■ **Task to complete**: Convert every line of the records below into a JSON list of strings, one string per line, omitting blank lines and leaving out the pictures.

-=-=-=-=-

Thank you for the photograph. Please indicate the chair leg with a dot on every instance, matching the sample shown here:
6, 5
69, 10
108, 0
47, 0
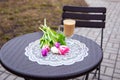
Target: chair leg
99, 72
26, 79
87, 75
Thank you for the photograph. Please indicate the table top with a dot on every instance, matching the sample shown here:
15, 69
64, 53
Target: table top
12, 57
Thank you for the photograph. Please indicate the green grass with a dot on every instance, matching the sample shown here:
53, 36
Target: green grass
18, 17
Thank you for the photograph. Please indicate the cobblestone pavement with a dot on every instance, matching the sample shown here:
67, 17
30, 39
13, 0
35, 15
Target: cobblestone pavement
110, 69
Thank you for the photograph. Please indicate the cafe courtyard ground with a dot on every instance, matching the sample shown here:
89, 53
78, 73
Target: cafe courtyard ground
110, 69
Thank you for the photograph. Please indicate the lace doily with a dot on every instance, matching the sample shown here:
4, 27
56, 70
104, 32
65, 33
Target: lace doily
78, 51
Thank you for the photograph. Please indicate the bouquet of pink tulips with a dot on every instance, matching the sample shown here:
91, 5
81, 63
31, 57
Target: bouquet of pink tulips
52, 41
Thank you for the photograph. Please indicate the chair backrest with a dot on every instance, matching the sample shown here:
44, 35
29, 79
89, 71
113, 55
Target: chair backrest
88, 17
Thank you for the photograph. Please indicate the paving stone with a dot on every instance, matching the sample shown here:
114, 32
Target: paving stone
19, 78
107, 64
2, 69
11, 77
3, 76
109, 71
109, 61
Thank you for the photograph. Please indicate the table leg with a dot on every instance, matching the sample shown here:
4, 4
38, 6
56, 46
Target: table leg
26, 79
87, 75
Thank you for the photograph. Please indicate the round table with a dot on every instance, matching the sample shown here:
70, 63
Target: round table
12, 58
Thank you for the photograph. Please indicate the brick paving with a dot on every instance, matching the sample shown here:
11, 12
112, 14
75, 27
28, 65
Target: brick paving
110, 69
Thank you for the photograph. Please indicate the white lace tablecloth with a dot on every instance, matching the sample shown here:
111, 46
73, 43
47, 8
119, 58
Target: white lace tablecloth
78, 51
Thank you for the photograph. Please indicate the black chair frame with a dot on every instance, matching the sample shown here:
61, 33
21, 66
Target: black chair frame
87, 17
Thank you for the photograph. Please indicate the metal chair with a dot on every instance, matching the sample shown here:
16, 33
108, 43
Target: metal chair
87, 17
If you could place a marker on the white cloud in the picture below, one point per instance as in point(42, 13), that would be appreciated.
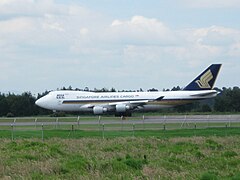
point(212, 3)
point(141, 30)
point(74, 41)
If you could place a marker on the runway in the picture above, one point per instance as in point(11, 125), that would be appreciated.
point(131, 120)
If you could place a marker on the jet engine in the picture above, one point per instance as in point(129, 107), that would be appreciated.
point(122, 108)
point(99, 110)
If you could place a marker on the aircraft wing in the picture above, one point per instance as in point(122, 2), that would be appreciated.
point(136, 102)
point(205, 94)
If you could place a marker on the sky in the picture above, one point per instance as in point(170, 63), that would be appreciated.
point(125, 44)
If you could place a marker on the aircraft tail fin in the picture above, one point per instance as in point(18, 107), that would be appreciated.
point(206, 80)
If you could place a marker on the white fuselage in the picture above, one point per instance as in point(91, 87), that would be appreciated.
point(119, 101)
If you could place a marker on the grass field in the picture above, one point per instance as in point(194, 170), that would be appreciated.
point(209, 157)
point(121, 151)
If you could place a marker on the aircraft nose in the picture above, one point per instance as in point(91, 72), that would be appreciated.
point(40, 102)
point(43, 102)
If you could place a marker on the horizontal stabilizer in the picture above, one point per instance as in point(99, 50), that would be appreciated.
point(206, 80)
point(160, 98)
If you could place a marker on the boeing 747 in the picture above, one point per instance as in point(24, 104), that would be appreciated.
point(124, 103)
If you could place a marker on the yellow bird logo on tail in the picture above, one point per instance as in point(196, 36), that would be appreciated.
point(204, 80)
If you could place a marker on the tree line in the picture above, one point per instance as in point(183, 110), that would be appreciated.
point(12, 104)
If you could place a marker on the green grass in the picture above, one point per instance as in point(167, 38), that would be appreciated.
point(19, 133)
point(148, 157)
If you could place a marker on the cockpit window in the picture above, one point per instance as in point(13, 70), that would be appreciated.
point(60, 96)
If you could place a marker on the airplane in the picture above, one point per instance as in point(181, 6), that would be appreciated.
point(124, 103)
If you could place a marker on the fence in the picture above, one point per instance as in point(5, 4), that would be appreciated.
point(40, 127)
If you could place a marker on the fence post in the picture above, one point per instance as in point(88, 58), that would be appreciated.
point(103, 131)
point(207, 121)
point(78, 119)
point(35, 123)
point(133, 129)
point(12, 132)
point(143, 122)
point(122, 122)
point(229, 120)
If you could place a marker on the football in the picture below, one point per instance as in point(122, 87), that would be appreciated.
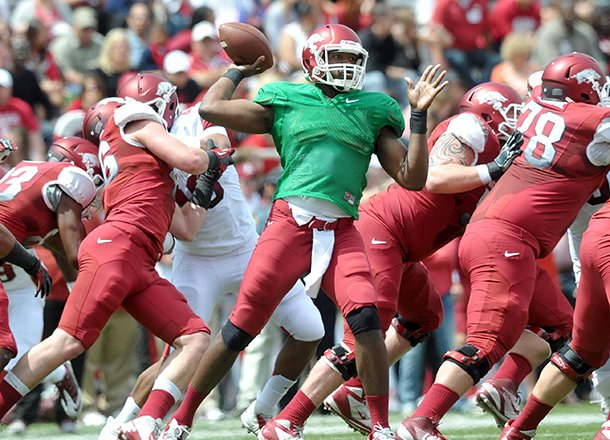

-=-=-=-=-

■ **Result below**:
[
  "Thank you for the photograph. Please indicate the chair leg with a dot on every instance, matching the sample shown here:",
  "6, 5",
  "69, 10",
  "108, 0",
  "47, 0",
  "Target: chair leg",
  "99, 72",
  "26, 79",
  "87, 75",
  "Thank you for the photograph. Please indicate the table top with a dot on every instance, matching the sample shown here:",
  "15, 69",
  "64, 53",
  "Target: table top",
  "12, 57",
  "Thank you for the photograph. Please indicate the green grass with a dot on every instance, matching the sample shown here:",
  "53, 36",
  "Target: green grass",
  "18, 17",
  "Thank you for the photograph. Please indicate the cobblestone pavement with a dot on every instance, matching the sample shown here:",
  "67, 17",
  "30, 39",
  "13, 0",
  "35, 15",
  "Target: cobblestone pavement",
  "110, 69",
  "Thank you for the photograph. Please indicate the cafe courtyard ground with a dot on every instance, matching the sample shown here:",
  "89, 53",
  "78, 73",
  "Target: cafe courtyard ground",
  "110, 69",
  "Thank you for the photograph. Please indicate the lace doily with a dot on every instance, matching the sample shown here:",
  "4, 27",
  "56, 70",
  "104, 32",
  "65, 33",
  "Target: lace doily",
  "78, 51",
  "Thank you for the photograph. Please indicate the bouquet of pink tulips with a dot on every instance, matching the sample shown here:",
  "91, 5",
  "81, 63",
  "31, 57",
  "Target: bouquet of pink tulips",
  "52, 41",
  "Thank you for the photograph. Please indicate the chair backrest with a dot on every instance, matching the sample shown here:",
  "44, 35",
  "29, 79",
  "89, 71",
  "113, 55",
  "Target: chair backrest",
  "88, 17",
  "Thank you for the photograph. Please indicate the paving stone with a dot on every instance, matching the sample shown here:",
  "114, 32",
  "Target: paving stone",
  "19, 78",
  "107, 64",
  "2, 69",
  "11, 77",
  "3, 76",
  "109, 71",
  "109, 61",
  "Thank you for the photograph. Please indicate the table leg with a dot on every instance, matching the sample shown here:",
  "4, 4",
  "38, 6",
  "56, 46",
  "Target: table leg",
  "26, 79",
  "87, 75",
  "Thank you for the photograph. Please indicate the round table with a dot on every instance, matching the sample shown here:",
  "70, 63",
  "Target: round table",
  "12, 58",
  "Thank you for the photograph. Please indicate the brick paving with a dot on every instance, matching the sample shown here:",
  "11, 12",
  "112, 14",
  "75, 27",
  "28, 65",
  "Target: brick paving",
  "110, 69",
  "Thank you for the photograph. Please indicate the white lace tablecloth with a dot on every instance, matching the sample shown here:",
  "111, 46",
  "73, 43",
  "47, 8",
  "119, 58",
  "Target: white lace tablecloth",
  "78, 51",
  "Thank you for the photograph. Please indicate the black chair frame with a dot on every instance, matching the sample shown here:",
  "61, 33",
  "21, 66",
  "Target: black chair frame",
  "87, 17",
  "Thank you for the photograph. Please indicate the metal chair with a dot on every instance, matching the sample shown here:",
  "16, 33",
  "108, 43",
  "Target: metal chair",
  "87, 17",
  "If you could place a marker on the white cloud in the picture below, one point per instance as in point(42, 13), that would be appreciated.",
  "point(212, 3)",
  "point(141, 30)",
  "point(74, 41)",
  "If you could place a marker on the runway in the picture above, one point per instance as in point(11, 125), that would be appreciated.",
  "point(131, 120)",
  "If you could place a marker on the jet engine in the picture above, one point per instance as in point(129, 107), that would be appreciated.",
  "point(122, 108)",
  "point(99, 110)",
  "If you could place a marker on the aircraft wing in the picture above, one point per instance as in point(122, 2), that would be appreciated.",
  "point(136, 102)",
  "point(205, 94)",
  "If you could place a marker on the sky in the picture above, one point per instance as in point(170, 63), that would be appreciated.",
  "point(125, 44)",
  "If you could place a marker on the aircraft tail fin in the picture above, one point per instance as in point(18, 107), that would be appreciated.",
  "point(206, 80)",
  "If you could place a marker on the white fuselage in the picture above, one point per instance as in point(91, 87), that would be appreciated.",
  "point(119, 101)",
  "If you could place a marker on the grass field in the picture above, one point per instance as in point(194, 170), that would be appreciated.",
  "point(209, 157)",
  "point(121, 151)",
  "If you could place a marker on the aircraft nose in the picture above, one point per instance as in point(91, 72), that would be appreciated.",
  "point(40, 102)",
  "point(43, 102)",
  "If you could place a marker on the horizontal stabilizer in the picture above, one point per instance as in point(99, 50), that would be appreciated.",
  "point(206, 80)",
  "point(160, 98)",
  "If you could place a marker on the boeing 747 in the picture above, one point per instance as in point(24, 104), that would be appreciated.",
  "point(124, 103)",
  "If you could place a marker on the yellow bird logo on tail in the picture above, one point per instance as in point(196, 36), that would be appreciated.",
  "point(204, 80)",
  "If you could place a marker on the tree line in the picture above, one point per instance as in point(183, 110), that would be appreciated.",
  "point(12, 104)",
  "If you could place a marker on the green grass in the picture above, one point per instance as in point(167, 38), that would be appreciated.",
  "point(19, 133)",
  "point(148, 157)",
  "If you could place a marker on the cockpit window in the picture above, one point per instance as in point(13, 70), that would be appreciated.",
  "point(60, 96)",
  "If you could place a marker on the airplane in the picture above, one point per instance as in point(181, 6), that would be appreciated.",
  "point(124, 103)",
  "If you could place a marker on the fence in the picture above, one point per instance as in point(5, 4), that would be appreciated.",
  "point(40, 127)",
  "If you could place a marker on the fence post in the picture above, one point per instance as in point(88, 58), that would be appreciated.",
  "point(103, 131)",
  "point(207, 121)",
  "point(78, 119)",
  "point(35, 123)",
  "point(133, 129)",
  "point(12, 132)",
  "point(143, 122)",
  "point(122, 122)",
  "point(229, 120)",
  "If you could place a marker on the football in the picture below, one point per instance as in point(122, 87), that would be appreciated."
]